▸ PROVIDED PASSAGE:
_ _ _ _
A 2018/2019 Summer Studentship research project

The perspective of students and teachers will be utilised to produce clinical orientation resources (e.g. videos) to improve student transition into the Year 4 SEGO Module (specifically the surgical attachment) at the University of Otago, Christchurch. The effectiveness of these resources will be explored with the 2019 Year 4 cohort. This may serve as a prototype for future clinical orientation resources for other clinical modules within both the Christchurch campus and wider ALM programme. The resources produced will be submitted for the Australia and New Zealand Association for Health Professional Educators (ANZAHPE) Undergraduate Student Prize. Data from this study will form the basis of publications and conference presentations (AMEE and ANZHAPE).

Student: Nikky Fraser
Supervisors: Mr Jeremy Simcock (Senior Lecturer), Assocaite Professor Tim Eglinton (SEGO Course Convenor), Professor Tim Wilkinson (MB ChB Programme Director), Ms Rebecca Pascoe (Year 4 Medical Student), Mr Roshit Bothara (Year 4 Medical Student)
_ _ _ _
▸ Point-per-instance localization records:

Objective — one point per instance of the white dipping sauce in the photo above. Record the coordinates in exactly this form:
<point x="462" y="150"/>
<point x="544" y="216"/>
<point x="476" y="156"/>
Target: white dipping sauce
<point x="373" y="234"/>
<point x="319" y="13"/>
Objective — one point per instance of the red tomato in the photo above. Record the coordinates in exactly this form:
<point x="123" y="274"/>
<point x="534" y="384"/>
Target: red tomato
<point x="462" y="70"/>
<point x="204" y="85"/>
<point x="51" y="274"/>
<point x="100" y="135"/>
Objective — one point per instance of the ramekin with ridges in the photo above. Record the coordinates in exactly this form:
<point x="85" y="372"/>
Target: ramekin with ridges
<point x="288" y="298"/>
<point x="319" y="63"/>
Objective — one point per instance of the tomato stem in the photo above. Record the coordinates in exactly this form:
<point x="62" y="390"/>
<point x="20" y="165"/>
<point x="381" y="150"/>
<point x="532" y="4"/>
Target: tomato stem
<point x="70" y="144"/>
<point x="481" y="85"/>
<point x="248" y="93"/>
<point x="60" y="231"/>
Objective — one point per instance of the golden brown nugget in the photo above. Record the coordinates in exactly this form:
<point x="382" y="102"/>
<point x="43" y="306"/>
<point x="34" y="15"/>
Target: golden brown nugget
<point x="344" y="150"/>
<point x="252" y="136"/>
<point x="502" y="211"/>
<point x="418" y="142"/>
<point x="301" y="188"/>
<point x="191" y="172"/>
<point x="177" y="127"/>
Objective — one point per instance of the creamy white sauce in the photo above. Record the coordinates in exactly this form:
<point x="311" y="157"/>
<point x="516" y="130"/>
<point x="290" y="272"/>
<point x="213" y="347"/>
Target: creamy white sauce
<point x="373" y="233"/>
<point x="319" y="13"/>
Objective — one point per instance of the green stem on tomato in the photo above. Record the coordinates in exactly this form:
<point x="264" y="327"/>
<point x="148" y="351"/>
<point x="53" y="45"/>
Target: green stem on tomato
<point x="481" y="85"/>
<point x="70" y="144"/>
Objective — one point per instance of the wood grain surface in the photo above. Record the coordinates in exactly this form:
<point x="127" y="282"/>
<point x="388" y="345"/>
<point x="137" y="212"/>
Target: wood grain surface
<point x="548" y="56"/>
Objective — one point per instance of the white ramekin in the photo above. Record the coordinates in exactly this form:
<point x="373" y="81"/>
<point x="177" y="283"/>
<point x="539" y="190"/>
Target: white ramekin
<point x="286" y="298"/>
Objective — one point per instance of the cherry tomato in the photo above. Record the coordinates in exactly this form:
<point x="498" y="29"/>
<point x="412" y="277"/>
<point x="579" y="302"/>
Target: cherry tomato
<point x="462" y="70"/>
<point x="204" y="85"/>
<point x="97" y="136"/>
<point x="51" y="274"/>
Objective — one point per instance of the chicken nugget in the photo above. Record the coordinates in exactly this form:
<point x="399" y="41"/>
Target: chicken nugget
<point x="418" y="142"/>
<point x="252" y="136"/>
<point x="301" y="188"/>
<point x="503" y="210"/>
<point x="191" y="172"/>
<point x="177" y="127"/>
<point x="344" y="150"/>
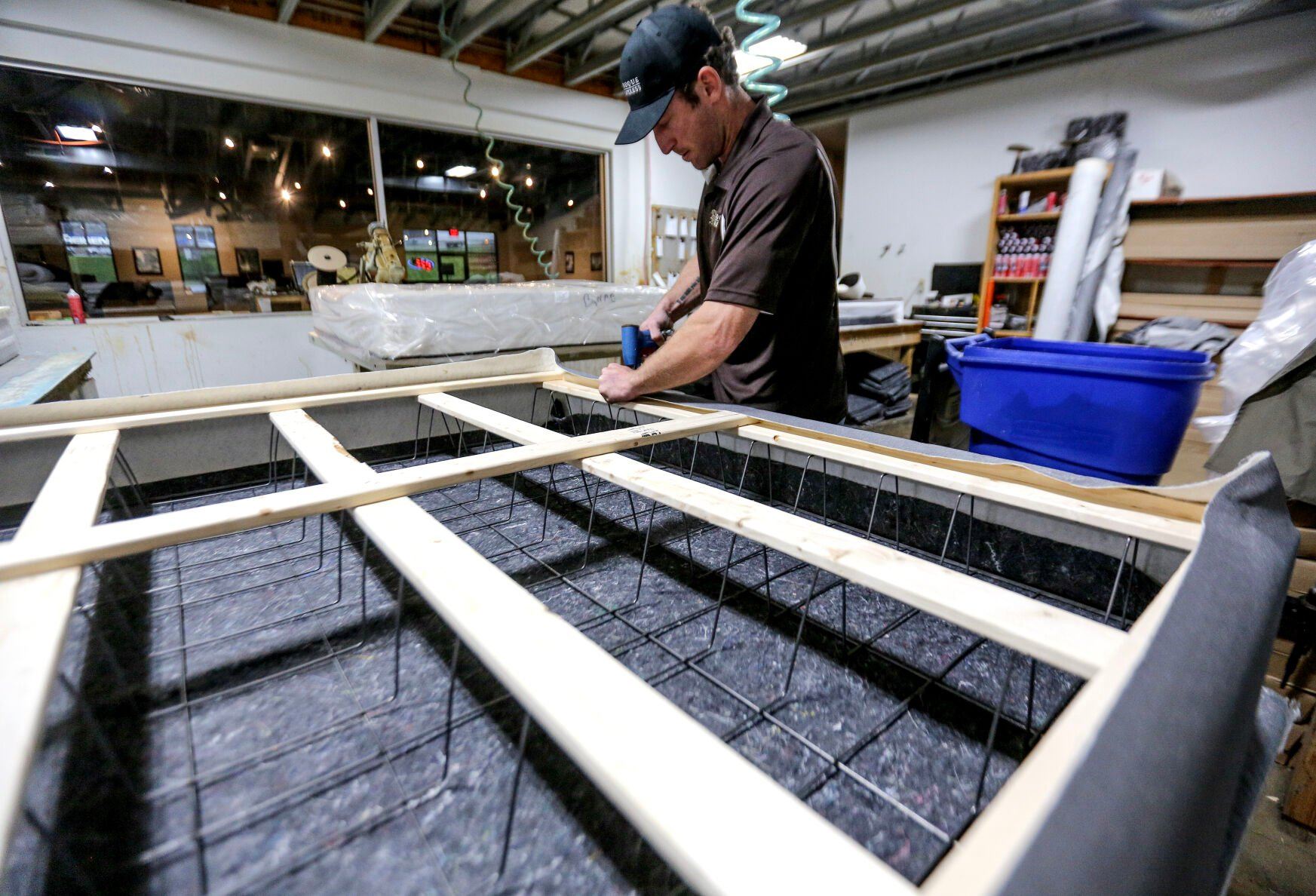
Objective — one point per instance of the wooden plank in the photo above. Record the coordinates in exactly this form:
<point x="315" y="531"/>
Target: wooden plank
<point x="145" y="533"/>
<point x="1300" y="802"/>
<point x="1261" y="237"/>
<point x="1151" y="311"/>
<point x="242" y="408"/>
<point x="1194" y="300"/>
<point x="724" y="825"/>
<point x="998" y="839"/>
<point x="35" y="611"/>
<point x="1054" y="636"/>
<point x="1162" y="530"/>
<point x="873" y="337"/>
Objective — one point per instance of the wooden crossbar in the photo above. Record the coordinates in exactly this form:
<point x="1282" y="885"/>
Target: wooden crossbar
<point x="1031" y="627"/>
<point x="1160" y="529"/>
<point x="719" y="821"/>
<point x="63" y="429"/>
<point x="1001" y="837"/>
<point x="35" y="611"/>
<point x="132" y="535"/>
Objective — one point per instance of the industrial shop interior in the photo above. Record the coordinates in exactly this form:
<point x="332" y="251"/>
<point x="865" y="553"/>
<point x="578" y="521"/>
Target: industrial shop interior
<point x="658" y="446"/>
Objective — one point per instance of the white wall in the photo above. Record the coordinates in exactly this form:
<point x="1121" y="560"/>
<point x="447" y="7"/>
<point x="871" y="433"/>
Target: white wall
<point x="1231" y="112"/>
<point x="176" y="45"/>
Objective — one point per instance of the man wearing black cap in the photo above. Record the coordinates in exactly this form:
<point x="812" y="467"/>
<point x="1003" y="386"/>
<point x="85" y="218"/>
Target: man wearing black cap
<point x="761" y="293"/>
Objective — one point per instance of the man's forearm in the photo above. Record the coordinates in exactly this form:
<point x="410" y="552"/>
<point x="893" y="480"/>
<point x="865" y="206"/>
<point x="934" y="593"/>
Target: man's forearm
<point x="696" y="349"/>
<point x="685" y="293"/>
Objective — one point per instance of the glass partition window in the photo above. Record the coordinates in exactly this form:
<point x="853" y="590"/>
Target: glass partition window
<point x="149" y="201"/>
<point x="448" y="204"/>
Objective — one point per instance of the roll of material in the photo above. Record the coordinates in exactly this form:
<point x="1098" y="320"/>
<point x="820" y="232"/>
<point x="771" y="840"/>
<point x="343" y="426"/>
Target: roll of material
<point x="1111" y="215"/>
<point x="1072" y="238"/>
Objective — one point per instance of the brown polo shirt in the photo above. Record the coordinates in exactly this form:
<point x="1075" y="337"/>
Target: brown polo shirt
<point x="768" y="241"/>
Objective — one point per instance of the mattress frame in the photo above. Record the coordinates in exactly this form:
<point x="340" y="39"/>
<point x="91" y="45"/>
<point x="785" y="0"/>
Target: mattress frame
<point x="711" y="815"/>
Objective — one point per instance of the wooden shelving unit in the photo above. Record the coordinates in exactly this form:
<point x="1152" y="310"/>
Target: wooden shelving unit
<point x="1208" y="259"/>
<point x="1020" y="293"/>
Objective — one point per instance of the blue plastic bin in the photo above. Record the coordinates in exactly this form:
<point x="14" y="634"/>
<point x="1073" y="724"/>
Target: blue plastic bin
<point x="1109" y="411"/>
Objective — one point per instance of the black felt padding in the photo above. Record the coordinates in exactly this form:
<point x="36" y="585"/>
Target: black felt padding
<point x="1153" y="808"/>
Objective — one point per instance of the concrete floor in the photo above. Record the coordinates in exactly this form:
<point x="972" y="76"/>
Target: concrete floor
<point x="1278" y="857"/>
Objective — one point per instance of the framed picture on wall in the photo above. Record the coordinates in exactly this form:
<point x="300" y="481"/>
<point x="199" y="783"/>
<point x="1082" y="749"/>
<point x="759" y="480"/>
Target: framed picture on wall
<point x="148" y="261"/>
<point x="249" y="262"/>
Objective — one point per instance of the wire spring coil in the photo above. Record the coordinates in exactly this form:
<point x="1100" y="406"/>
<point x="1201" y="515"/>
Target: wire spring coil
<point x="498" y="164"/>
<point x="768" y="23"/>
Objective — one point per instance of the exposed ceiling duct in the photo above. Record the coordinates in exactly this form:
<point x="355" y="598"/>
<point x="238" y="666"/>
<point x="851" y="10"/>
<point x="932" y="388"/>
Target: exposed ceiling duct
<point x="858" y="51"/>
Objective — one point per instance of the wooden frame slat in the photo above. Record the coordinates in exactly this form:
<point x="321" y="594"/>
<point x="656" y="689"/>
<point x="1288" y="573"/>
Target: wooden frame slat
<point x="1160" y="529"/>
<point x="132" y="535"/>
<point x="35" y="611"/>
<point x="244" y="408"/>
<point x="992" y="846"/>
<point x="724" y="825"/>
<point x="1054" y="636"/>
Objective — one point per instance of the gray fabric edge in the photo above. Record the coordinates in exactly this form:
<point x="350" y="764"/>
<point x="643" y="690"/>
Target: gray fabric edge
_ _ _ _
▸ WHAT THIS EXERCISE ASKS:
1. Answer the following from the summer studentship project description:
(a) Which year 4 module, and which attachment within it, are the resources meant to help students transition into?
(b) For which prize will the resources produced be submitted?
(c) What role is listed for Professor Tim Wilkinson?
2. From the summer studentship project description, extract the passage that begins at the words "Student: Nikky Fraser" and stops after the words "Bothara (Year 4 Medical Student)".

▸ RESPONSES FOR EACH TASK:
1.
(a) The Year 4 SEGO Module, specifically the surgical attachment.
(b) The Australia and New Zealand Association for Health Professional Educators (ANZAHPE) Undergraduate Student Prize.
(c) MB ChB Programme Director.

2.
Student: Nikky Fraser
Supervisors: Mr Jeremy Simcock (Senior Lecturer), Assocaite Professor Tim Eglinton (SEGO Course Convenor), Professor Tim Wilkinson (MB ChB Programme Director), Ms Rebecca Pascoe (Year 4 Medical Student), Mr Roshit Bothara (Year 4 Medical Student)